++++ GIVEN INFORMATION ++++

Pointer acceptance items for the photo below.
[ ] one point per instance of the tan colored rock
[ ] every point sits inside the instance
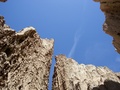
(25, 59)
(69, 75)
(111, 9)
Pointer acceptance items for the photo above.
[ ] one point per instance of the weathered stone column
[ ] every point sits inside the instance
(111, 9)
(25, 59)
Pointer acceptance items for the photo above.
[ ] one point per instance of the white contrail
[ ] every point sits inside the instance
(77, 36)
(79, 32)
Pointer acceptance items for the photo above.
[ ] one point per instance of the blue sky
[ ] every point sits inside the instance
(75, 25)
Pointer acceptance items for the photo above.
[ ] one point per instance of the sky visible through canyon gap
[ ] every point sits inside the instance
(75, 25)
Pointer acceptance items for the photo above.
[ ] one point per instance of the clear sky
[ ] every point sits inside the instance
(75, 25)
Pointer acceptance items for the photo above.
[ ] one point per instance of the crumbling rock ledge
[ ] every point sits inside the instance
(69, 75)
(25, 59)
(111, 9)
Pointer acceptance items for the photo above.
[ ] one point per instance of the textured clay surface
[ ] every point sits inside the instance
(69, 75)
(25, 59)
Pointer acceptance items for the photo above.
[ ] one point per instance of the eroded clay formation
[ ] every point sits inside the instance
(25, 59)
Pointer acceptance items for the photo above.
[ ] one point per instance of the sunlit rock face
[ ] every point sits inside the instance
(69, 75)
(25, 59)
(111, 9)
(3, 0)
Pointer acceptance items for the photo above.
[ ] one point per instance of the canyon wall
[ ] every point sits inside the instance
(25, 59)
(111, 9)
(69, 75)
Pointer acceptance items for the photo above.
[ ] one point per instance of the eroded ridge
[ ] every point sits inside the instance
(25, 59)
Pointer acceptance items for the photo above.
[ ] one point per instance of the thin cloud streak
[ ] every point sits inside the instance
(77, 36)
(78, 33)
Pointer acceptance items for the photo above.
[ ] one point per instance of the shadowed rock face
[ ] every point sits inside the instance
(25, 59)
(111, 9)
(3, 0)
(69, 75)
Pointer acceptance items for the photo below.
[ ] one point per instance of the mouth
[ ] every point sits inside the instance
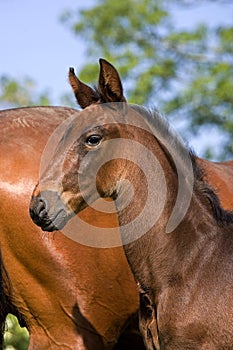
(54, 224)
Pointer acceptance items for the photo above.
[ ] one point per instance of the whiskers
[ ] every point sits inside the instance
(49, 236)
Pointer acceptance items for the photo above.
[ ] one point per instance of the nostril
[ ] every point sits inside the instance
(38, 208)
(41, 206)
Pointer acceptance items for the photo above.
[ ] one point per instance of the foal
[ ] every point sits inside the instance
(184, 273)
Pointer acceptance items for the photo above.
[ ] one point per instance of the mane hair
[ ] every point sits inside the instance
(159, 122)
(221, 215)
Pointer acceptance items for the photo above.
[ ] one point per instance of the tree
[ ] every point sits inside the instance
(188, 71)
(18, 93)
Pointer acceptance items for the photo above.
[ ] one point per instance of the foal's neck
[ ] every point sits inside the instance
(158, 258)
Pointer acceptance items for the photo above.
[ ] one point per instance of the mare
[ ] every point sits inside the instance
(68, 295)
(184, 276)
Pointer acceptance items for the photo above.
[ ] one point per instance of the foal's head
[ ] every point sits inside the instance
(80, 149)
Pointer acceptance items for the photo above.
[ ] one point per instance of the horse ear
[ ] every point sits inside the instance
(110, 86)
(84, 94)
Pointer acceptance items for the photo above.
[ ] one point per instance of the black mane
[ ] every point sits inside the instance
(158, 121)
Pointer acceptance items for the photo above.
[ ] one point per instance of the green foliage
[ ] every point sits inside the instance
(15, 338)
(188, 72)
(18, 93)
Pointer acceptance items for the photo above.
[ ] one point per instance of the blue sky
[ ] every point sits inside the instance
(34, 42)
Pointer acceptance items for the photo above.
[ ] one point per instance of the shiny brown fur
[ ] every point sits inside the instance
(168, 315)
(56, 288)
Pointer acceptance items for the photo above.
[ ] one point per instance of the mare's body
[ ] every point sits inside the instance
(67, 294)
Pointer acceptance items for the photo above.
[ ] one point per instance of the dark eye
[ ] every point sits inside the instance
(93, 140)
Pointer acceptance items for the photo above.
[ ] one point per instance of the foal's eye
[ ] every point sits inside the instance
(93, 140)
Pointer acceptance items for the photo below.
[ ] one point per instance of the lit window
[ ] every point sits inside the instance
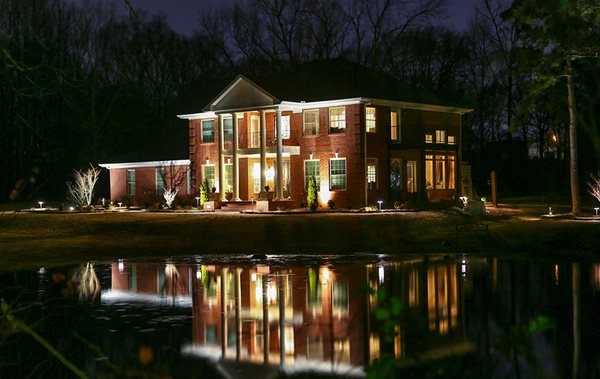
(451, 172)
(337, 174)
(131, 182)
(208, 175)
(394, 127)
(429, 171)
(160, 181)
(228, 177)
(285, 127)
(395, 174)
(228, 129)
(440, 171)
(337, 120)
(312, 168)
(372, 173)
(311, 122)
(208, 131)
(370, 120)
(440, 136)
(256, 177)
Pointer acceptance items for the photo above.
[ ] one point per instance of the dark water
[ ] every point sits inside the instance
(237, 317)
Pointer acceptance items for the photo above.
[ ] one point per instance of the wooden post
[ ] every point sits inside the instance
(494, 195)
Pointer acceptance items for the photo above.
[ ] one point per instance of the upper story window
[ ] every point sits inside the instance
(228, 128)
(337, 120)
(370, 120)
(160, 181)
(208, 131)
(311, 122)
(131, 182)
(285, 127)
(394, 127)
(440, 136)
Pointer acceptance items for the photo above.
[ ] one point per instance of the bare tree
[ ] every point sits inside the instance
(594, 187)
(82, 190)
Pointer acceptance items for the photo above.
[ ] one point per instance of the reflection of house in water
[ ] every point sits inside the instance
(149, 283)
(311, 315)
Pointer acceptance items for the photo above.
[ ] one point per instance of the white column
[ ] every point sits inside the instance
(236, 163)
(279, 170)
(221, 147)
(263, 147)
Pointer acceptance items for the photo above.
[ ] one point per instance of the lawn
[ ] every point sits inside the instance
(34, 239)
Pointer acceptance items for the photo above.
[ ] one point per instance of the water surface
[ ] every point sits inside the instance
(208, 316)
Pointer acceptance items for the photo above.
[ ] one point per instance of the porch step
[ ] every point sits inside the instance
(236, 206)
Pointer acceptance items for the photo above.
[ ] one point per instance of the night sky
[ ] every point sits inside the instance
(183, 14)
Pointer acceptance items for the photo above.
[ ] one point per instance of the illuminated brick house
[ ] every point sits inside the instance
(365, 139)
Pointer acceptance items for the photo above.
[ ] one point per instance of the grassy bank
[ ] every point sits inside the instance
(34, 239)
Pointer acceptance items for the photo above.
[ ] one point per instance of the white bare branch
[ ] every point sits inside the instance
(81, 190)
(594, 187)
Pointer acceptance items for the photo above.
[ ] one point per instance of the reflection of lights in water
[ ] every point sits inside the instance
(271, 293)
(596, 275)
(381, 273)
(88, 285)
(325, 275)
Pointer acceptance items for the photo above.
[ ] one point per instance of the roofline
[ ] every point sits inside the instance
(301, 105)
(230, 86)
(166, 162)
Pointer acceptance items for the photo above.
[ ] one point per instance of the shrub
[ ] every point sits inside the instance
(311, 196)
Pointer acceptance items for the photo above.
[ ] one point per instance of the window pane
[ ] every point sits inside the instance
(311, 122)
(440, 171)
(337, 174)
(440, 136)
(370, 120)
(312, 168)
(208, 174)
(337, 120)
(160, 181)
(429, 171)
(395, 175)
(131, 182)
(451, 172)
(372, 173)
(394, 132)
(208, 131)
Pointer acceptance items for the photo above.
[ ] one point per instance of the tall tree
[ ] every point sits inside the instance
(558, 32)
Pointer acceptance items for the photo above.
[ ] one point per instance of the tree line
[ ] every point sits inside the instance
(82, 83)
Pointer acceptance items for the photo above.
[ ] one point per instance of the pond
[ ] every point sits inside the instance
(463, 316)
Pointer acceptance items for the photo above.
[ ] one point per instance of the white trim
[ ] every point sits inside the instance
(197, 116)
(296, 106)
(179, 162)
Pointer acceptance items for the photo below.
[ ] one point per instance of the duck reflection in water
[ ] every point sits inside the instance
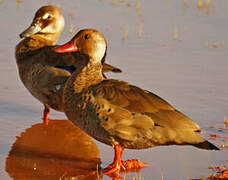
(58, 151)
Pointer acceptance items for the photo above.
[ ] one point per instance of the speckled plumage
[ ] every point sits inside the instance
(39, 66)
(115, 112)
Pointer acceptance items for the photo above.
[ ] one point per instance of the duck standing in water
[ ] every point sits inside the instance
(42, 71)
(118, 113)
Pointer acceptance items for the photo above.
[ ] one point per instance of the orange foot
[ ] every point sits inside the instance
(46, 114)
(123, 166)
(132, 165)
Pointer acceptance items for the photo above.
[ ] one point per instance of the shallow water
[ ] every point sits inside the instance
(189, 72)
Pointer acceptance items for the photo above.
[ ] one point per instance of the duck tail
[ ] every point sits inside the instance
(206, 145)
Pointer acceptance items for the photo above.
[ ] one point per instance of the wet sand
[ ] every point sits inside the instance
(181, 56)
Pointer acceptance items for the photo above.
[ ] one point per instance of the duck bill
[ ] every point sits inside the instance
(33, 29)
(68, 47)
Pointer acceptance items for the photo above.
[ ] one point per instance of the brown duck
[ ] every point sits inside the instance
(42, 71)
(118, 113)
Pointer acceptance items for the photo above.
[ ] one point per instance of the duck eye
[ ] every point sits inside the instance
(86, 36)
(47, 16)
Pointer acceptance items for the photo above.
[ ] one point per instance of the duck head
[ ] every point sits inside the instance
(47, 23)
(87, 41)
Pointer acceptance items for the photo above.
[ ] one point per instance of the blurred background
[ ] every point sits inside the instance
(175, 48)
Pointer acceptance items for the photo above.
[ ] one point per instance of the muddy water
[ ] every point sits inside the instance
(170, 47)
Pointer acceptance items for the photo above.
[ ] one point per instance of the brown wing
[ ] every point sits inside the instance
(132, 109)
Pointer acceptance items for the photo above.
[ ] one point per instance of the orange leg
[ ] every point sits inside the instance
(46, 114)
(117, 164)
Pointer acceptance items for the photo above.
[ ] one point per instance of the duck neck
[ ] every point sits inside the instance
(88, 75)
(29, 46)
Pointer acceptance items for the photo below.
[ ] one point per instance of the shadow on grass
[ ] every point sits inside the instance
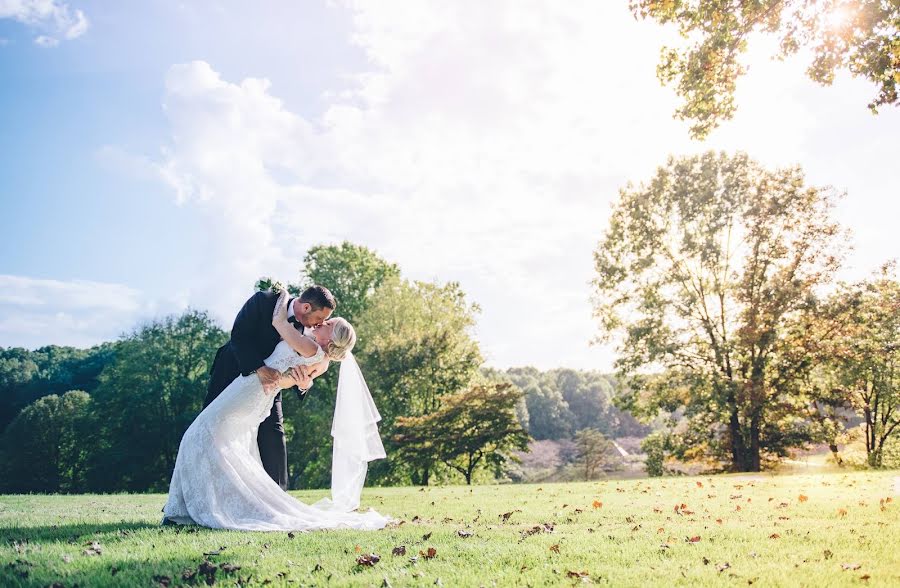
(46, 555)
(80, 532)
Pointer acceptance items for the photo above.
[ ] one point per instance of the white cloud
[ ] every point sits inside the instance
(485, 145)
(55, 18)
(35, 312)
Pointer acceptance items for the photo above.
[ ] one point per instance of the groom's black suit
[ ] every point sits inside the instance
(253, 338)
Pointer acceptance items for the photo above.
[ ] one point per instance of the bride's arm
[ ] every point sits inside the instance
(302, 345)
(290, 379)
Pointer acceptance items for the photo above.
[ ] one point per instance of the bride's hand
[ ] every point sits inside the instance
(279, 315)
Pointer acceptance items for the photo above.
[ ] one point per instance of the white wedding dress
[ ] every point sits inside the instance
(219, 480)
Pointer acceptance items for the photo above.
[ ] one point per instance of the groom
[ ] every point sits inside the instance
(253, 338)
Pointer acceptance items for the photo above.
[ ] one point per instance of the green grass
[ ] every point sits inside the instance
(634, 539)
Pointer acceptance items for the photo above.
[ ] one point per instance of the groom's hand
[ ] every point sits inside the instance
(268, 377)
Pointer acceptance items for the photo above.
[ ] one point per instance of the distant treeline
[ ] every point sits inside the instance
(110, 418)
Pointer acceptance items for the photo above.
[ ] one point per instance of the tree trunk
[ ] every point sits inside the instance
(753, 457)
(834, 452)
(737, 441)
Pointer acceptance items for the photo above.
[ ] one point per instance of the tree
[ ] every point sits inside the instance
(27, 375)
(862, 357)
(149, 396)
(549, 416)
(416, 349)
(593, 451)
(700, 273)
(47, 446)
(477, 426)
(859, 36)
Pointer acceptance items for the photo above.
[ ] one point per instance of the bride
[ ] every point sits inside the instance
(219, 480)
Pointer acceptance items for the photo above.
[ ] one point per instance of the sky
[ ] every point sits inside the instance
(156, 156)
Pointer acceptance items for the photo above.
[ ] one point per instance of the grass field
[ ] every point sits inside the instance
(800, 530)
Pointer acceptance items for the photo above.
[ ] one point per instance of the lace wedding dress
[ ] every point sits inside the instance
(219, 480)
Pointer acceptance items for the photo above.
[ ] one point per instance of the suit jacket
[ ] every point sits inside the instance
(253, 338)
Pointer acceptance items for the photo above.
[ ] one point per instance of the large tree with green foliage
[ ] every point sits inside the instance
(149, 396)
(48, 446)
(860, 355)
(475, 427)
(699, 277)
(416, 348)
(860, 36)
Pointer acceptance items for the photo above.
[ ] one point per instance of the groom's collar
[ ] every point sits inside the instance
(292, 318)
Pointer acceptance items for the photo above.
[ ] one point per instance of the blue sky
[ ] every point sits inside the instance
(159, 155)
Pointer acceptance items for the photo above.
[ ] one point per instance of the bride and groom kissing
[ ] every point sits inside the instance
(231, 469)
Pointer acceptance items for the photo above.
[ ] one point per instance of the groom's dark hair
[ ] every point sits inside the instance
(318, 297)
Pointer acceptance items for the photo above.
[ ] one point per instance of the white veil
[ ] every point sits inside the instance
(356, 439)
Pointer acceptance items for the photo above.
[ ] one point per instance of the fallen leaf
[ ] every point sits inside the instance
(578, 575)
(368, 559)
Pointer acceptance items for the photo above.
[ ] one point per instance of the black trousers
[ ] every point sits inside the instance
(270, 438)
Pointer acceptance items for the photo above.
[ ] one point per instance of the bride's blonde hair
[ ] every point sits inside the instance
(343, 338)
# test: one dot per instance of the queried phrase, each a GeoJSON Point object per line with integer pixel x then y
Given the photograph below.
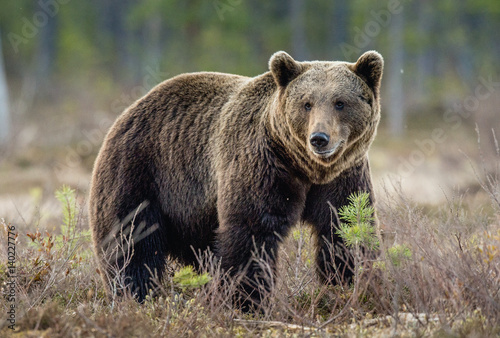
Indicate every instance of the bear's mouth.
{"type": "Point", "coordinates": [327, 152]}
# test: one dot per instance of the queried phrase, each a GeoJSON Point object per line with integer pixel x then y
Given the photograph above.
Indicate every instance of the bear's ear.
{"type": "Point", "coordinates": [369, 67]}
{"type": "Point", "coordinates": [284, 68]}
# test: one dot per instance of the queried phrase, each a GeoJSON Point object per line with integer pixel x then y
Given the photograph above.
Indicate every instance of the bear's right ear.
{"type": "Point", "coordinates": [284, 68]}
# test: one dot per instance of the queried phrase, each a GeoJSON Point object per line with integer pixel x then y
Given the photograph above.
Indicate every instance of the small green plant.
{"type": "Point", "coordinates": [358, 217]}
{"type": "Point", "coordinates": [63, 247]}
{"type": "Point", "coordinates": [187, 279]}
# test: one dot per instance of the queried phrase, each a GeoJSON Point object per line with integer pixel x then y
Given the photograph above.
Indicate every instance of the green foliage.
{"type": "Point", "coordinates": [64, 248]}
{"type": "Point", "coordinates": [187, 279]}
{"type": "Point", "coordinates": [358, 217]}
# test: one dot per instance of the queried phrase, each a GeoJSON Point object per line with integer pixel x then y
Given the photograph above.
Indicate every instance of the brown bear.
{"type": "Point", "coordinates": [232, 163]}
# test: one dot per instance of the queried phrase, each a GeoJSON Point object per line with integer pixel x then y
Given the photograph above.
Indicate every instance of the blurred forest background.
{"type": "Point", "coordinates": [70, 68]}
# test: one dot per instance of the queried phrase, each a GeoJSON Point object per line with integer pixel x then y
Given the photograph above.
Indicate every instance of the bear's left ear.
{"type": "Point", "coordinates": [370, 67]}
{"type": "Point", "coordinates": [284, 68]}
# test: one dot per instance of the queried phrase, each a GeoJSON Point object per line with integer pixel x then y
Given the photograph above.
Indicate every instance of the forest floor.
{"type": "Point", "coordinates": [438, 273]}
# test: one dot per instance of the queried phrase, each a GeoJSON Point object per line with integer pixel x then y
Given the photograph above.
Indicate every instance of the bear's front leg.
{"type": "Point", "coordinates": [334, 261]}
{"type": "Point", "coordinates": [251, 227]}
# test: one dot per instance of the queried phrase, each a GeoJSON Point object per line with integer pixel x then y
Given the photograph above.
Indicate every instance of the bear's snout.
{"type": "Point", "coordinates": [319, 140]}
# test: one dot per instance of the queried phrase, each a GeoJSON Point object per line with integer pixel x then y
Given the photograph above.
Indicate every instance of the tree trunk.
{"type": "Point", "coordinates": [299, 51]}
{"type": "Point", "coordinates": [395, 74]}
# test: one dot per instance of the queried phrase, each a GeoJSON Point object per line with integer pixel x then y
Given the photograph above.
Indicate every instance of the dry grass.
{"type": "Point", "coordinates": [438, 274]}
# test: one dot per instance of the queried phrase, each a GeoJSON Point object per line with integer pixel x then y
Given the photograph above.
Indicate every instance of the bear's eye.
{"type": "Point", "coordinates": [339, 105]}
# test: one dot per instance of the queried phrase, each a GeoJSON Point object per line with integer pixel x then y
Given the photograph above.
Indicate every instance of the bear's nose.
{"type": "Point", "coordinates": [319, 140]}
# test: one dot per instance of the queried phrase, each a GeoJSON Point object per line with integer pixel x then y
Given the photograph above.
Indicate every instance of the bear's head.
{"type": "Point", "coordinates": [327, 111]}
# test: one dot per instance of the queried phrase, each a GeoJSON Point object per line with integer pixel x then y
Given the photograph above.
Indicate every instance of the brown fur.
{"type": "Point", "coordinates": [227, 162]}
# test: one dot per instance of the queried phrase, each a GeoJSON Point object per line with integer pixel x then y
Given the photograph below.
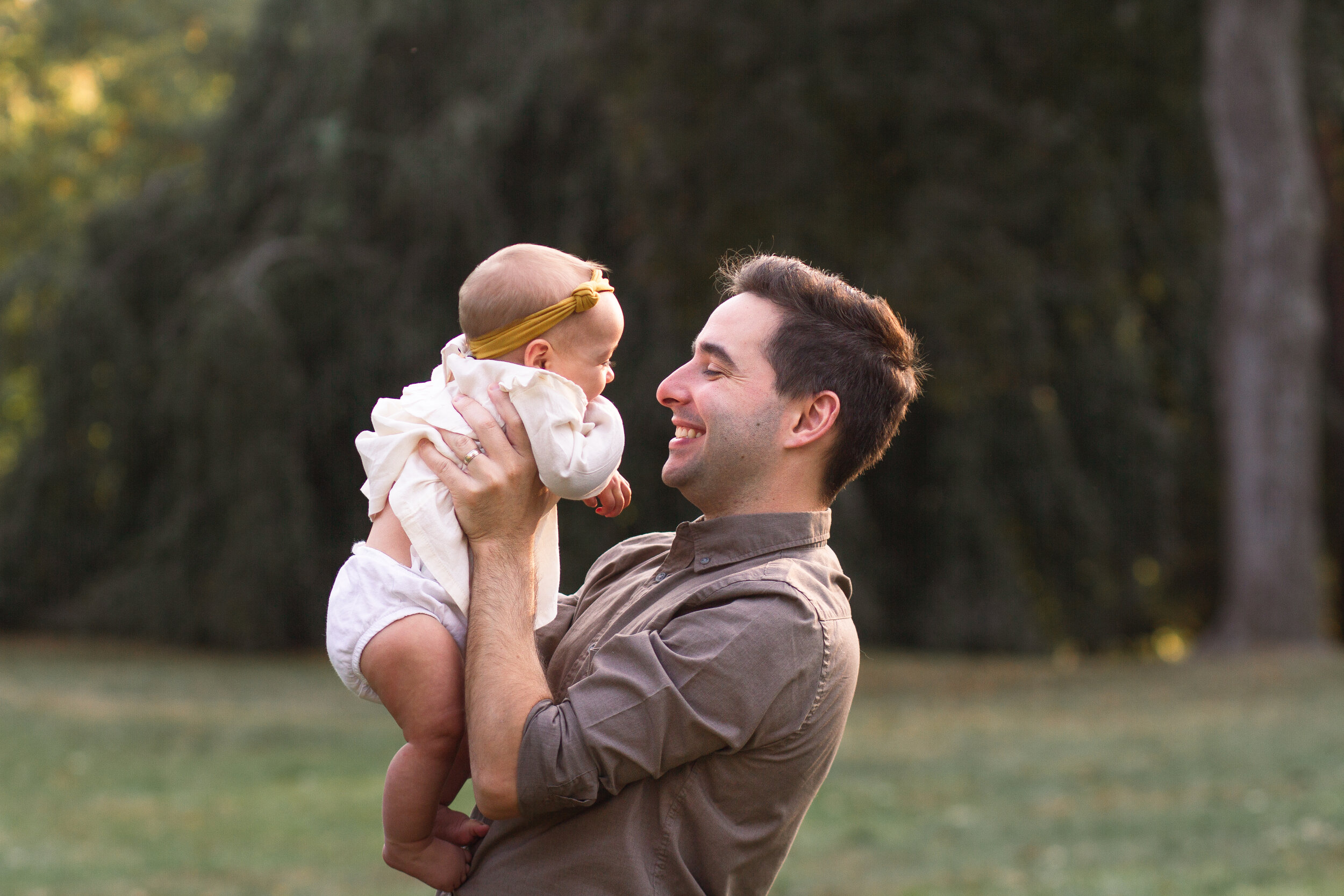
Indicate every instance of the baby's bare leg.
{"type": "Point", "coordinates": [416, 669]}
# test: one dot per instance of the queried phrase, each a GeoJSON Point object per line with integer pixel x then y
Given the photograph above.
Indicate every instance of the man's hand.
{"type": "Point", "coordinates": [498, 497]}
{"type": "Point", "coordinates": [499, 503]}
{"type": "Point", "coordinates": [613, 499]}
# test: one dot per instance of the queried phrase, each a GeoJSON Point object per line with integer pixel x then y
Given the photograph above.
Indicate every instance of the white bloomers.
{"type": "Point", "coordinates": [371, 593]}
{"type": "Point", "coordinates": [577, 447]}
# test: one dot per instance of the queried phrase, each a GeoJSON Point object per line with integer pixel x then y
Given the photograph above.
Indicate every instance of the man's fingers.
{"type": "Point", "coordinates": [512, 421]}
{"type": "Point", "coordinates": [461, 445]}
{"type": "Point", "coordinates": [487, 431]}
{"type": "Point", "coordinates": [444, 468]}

++++

Count the lines in the listing above that contain the string "rock", treating uppercase and lowercase as different. Reply with the number alone.

4